_Requirement:_ Please print every line from the one containing "Target: white head feathers" through the last line of the records below, exactly as written and nothing more.
-- BEGIN --
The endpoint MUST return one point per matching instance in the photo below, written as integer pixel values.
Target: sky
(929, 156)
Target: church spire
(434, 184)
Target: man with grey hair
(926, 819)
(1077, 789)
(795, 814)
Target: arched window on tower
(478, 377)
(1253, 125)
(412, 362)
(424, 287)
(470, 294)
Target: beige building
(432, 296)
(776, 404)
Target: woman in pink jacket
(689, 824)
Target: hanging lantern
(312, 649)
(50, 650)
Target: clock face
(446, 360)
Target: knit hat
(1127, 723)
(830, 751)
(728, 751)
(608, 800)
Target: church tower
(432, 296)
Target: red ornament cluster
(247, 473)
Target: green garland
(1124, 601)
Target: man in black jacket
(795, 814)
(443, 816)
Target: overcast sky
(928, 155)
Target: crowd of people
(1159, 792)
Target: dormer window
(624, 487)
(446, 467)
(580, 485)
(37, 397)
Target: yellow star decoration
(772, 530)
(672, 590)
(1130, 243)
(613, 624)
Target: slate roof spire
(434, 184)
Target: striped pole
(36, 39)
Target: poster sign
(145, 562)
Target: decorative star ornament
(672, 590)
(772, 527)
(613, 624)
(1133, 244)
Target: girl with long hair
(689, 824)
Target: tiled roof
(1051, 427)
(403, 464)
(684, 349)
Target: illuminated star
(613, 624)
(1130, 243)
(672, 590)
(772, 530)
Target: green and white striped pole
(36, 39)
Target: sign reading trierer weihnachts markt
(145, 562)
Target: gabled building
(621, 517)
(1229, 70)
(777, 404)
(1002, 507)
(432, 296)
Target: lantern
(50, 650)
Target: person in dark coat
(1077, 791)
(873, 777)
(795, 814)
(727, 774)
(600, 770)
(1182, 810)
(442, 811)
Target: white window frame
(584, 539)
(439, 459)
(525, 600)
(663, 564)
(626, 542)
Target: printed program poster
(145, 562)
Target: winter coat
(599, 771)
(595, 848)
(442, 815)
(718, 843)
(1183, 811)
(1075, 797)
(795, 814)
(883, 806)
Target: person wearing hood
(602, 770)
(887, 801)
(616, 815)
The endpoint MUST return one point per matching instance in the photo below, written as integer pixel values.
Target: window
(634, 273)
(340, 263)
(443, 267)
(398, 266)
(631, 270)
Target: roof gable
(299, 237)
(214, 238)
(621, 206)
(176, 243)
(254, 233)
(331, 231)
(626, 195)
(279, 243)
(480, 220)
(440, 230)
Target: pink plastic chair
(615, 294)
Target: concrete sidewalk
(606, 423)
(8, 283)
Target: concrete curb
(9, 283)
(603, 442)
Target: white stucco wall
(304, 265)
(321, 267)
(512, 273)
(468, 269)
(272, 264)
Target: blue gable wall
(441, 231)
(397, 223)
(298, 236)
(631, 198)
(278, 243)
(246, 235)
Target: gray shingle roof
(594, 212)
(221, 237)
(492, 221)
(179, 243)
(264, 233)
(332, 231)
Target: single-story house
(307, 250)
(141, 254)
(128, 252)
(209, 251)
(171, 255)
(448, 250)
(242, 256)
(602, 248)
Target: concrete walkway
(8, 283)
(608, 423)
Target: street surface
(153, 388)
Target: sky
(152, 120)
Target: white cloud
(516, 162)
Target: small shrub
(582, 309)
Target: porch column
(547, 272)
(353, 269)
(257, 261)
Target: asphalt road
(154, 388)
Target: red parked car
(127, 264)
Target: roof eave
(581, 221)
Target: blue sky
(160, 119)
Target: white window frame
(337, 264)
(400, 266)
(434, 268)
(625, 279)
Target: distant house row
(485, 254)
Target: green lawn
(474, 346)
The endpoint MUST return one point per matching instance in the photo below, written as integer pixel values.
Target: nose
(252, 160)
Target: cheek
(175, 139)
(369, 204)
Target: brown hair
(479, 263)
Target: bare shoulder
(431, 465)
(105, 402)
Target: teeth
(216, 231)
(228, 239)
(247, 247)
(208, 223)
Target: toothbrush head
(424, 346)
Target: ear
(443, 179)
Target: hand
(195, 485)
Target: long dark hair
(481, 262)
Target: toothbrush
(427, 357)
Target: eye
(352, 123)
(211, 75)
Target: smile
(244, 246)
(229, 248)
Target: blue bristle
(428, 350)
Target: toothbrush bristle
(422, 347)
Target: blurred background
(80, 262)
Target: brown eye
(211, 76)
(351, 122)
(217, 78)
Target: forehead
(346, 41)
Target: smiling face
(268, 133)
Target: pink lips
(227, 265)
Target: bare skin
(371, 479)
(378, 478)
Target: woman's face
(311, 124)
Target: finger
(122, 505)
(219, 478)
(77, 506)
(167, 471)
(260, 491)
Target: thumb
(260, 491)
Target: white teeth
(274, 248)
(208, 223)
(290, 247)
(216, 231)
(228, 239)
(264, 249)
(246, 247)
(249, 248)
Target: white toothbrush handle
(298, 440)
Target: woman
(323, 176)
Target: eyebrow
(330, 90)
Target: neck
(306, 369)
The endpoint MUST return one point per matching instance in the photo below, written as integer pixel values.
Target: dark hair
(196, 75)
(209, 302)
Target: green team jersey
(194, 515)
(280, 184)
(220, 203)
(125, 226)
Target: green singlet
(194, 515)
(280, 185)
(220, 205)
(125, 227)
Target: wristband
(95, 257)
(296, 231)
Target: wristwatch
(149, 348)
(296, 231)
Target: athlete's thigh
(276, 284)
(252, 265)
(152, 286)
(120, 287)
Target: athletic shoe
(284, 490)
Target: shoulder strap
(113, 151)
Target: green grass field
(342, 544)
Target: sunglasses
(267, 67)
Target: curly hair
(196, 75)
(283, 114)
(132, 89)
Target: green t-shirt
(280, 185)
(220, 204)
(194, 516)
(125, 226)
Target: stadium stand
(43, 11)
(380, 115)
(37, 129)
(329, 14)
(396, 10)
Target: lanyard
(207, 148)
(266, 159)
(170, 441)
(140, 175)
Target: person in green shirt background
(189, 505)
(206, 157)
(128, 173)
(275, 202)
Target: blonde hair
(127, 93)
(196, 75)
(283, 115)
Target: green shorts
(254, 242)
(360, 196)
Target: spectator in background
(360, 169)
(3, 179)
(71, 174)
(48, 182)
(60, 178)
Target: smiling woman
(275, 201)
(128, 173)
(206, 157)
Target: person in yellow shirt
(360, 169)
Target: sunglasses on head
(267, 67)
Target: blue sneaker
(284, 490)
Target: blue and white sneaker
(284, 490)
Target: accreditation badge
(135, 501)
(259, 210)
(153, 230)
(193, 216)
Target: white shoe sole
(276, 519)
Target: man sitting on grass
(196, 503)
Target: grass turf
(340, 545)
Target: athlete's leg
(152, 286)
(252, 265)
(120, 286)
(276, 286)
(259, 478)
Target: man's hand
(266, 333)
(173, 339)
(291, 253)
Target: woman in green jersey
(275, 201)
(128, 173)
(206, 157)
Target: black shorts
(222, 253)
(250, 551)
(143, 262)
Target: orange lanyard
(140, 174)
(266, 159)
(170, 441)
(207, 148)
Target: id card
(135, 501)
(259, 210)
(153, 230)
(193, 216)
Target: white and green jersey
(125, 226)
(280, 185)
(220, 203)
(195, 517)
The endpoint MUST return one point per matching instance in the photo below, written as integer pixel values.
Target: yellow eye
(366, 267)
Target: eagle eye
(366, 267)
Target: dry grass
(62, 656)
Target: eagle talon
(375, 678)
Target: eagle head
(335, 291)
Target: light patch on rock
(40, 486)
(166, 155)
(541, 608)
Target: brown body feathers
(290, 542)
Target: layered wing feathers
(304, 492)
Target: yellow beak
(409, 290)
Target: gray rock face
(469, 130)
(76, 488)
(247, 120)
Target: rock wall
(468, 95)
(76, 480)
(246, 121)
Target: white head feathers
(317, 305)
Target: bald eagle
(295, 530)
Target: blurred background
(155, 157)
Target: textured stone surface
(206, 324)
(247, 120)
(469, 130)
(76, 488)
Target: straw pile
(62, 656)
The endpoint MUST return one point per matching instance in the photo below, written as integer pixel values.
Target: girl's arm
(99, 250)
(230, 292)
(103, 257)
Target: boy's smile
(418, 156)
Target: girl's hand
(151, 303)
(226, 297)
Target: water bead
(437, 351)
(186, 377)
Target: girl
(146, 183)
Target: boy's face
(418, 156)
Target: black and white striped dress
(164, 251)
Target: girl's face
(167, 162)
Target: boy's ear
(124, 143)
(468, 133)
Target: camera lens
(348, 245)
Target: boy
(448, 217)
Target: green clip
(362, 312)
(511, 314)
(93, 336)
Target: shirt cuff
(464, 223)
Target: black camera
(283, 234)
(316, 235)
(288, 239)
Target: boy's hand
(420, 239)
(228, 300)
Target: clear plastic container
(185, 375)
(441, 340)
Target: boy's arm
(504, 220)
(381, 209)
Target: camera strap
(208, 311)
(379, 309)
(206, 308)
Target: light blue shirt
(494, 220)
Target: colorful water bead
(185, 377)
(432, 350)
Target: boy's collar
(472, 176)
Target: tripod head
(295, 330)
-- END --
_Result below:_
Target: white head feathers
(317, 305)
Target: bald eagle
(295, 530)
Target: blurred background
(155, 157)
Target: textured stone surface
(206, 324)
(247, 120)
(469, 130)
(76, 488)
Target: straw pile
(62, 656)
The endpoint MUST return one point per matching instance in the photo below, written as integer pixel values.
Target: girl's arm
(99, 250)
(230, 292)
(103, 257)
Target: boy's smile
(418, 156)
Target: girl's hand
(151, 303)
(226, 297)
Target: water bead
(437, 351)
(186, 377)
Target: girl
(146, 183)
Target: boy's face
(418, 156)
Target: black and white striped dress
(164, 251)
Target: girl's face
(167, 162)
Target: boy's ear
(124, 143)
(468, 133)
Target: camera lens
(348, 245)
Target: boy
(448, 217)
Target: green clip
(362, 312)
(511, 314)
(93, 336)
Target: shirt cuff
(464, 223)
Target: black camera
(283, 234)
(316, 235)
(288, 239)
Target: boy's hand
(420, 239)
(228, 300)
Target: clear plastic container
(185, 375)
(441, 340)
Target: boy's arm
(504, 220)
(381, 209)
Target: camera strap
(208, 311)
(379, 309)
(206, 308)
Target: light blue shirt
(494, 220)
Target: colorful water bead
(185, 377)
(432, 350)
Target: boy's collar
(472, 176)
Target: tripod head
(295, 330)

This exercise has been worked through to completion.